▸ **DIRECTIONS**
Reproduce the opening lines of the records exactly, up to and including the line in which "the man's ear." occurs.

▸ **DATA TO PROCESS**

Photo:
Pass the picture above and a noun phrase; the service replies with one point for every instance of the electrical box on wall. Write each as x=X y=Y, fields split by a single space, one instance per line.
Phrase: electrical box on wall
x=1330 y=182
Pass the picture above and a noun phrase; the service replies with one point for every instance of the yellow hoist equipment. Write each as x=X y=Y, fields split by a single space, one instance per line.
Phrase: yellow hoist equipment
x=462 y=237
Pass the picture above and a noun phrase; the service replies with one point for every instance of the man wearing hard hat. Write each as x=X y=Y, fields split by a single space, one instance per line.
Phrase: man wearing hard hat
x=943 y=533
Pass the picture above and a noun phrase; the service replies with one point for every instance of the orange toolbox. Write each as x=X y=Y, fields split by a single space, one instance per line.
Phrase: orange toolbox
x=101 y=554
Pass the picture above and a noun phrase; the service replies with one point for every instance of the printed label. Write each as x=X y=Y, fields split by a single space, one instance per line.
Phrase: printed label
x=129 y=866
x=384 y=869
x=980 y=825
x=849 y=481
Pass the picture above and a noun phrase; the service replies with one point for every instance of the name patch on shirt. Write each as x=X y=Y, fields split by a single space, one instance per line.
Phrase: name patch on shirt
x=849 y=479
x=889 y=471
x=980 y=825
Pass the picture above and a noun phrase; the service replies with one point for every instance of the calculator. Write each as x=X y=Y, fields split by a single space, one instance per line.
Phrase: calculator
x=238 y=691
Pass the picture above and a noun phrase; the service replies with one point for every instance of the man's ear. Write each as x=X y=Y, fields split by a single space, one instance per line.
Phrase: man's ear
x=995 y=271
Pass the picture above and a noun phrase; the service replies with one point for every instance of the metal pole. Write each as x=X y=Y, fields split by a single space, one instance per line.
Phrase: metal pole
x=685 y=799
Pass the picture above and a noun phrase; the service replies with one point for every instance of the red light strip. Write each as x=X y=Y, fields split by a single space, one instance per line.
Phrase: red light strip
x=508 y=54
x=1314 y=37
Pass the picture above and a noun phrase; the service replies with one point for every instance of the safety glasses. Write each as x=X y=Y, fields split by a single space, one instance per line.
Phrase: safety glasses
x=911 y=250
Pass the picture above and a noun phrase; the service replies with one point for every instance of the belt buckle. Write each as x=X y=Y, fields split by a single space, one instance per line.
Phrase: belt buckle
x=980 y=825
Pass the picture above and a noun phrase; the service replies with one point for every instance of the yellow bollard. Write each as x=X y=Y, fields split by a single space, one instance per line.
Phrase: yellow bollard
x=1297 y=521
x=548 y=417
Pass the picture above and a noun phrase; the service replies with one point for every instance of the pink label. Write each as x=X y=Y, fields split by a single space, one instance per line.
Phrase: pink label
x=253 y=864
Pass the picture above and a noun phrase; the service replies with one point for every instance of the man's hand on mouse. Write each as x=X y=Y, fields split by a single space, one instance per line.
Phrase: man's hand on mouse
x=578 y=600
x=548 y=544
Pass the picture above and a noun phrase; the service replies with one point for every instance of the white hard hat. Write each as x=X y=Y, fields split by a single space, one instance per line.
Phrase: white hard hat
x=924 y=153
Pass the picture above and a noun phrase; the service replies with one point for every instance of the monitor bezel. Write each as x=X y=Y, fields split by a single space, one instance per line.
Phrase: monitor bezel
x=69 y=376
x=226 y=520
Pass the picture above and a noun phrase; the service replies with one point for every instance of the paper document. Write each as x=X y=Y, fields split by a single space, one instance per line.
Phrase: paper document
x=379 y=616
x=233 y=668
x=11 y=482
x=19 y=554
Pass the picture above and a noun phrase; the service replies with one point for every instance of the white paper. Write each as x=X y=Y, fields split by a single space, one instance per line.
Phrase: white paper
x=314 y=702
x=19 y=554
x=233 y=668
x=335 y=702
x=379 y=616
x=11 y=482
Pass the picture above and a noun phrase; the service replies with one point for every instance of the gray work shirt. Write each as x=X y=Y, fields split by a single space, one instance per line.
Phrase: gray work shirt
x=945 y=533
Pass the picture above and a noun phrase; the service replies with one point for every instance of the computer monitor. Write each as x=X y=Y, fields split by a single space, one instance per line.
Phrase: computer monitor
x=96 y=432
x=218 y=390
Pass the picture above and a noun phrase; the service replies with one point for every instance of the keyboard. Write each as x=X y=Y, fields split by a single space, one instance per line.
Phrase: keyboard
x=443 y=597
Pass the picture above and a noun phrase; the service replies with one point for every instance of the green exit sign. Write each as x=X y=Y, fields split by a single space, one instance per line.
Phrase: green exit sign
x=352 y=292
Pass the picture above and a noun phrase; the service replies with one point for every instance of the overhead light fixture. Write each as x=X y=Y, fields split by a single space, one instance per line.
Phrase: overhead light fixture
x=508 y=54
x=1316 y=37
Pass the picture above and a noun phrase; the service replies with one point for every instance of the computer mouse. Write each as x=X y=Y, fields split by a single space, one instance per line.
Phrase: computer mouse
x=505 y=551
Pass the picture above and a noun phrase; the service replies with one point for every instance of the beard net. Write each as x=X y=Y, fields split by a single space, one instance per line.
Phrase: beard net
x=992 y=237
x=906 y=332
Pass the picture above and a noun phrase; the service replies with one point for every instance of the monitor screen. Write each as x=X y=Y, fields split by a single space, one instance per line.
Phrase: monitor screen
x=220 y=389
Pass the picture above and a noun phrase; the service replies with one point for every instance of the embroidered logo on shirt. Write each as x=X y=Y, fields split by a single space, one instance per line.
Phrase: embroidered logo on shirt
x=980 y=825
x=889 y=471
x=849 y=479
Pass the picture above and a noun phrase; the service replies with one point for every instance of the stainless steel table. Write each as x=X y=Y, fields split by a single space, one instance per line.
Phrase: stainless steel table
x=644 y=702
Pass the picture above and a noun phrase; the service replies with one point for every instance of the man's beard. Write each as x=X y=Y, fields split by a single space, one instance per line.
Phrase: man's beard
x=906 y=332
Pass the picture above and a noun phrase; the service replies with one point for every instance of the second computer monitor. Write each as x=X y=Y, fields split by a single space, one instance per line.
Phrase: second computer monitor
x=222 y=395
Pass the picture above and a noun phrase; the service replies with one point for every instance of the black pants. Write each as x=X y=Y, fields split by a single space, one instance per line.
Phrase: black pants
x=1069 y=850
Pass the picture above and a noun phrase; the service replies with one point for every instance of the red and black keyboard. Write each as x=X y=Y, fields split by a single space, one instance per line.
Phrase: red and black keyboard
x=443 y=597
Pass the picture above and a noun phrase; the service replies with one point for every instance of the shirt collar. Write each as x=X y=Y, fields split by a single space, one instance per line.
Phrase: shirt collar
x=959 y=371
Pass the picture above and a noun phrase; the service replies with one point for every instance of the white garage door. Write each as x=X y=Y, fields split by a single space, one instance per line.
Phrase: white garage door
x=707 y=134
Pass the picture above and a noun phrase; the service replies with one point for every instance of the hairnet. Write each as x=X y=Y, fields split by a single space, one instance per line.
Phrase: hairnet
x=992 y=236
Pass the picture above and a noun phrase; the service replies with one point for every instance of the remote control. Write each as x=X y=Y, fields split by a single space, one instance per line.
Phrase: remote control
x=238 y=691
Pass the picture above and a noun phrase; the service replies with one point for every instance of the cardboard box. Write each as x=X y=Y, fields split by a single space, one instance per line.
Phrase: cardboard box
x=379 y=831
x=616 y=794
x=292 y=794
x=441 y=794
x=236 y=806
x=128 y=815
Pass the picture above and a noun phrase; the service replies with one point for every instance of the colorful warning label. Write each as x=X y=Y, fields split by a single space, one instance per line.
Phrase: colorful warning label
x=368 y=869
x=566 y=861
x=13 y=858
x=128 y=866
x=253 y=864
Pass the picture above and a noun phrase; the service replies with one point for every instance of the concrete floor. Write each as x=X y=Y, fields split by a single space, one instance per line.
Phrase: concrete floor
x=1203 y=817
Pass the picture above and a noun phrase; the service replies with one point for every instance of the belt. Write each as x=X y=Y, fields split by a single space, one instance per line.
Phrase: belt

▸ **OUTPUT FOR THIS EXERCISE**
Photo:
Pass the picture above and a noun phrase; the service replies with one point for every instance of the electrical box on wall. Write each as x=X y=Y, fields split by a single space, one instance per line.
Phrase: electrical box on wall
x=1330 y=182
Pass the picture above and a noun phrase; the service replies with one point for every instance of the yellow hoist equipment. Write each as x=X y=Y, fields split by a single space, one instance per line.
Phrase: yellow hoist equipment
x=462 y=237
Pass the picture above and a noun phrase; the service replies with one point for every instance of the man wearing hard hat. Write each as x=X y=Y, fields split by a single space, one instance per line.
Phrase: man wearing hard hat
x=943 y=533
Pass the picture above and a noun phrase; the service replies with one point for every instance of the orange toolbox. Write each as x=X y=Y, fields split by a single space, one instance per line.
Phrase: orange toolbox
x=101 y=554
Pass the picture above and a noun phrase; the service replies with one point for every instance of the printed label. Write each as x=X y=Y, fields split by a single space, one instance per line.
Phrase: printed label
x=129 y=866
x=384 y=869
x=980 y=825
x=849 y=481
Pass the picture above and a noun phrase; the service replies with one point for every instance of the name patch on shirt. Write each as x=X y=Y, fields split by a single space, one instance per line.
Phrase: name patch on shirt
x=849 y=479
x=889 y=471
x=980 y=825
Pass the picture above and a noun phrase; the service replies with one point for every instance of the calculator. Write each as x=X y=Y, fields split by a single space, one instance per line.
Phrase: calculator
x=238 y=691
Pass the picture above and a noun phrase; the service replies with one point for every instance of the man's ear. Write each as x=X y=Y, fields split by a single space, one instance per line.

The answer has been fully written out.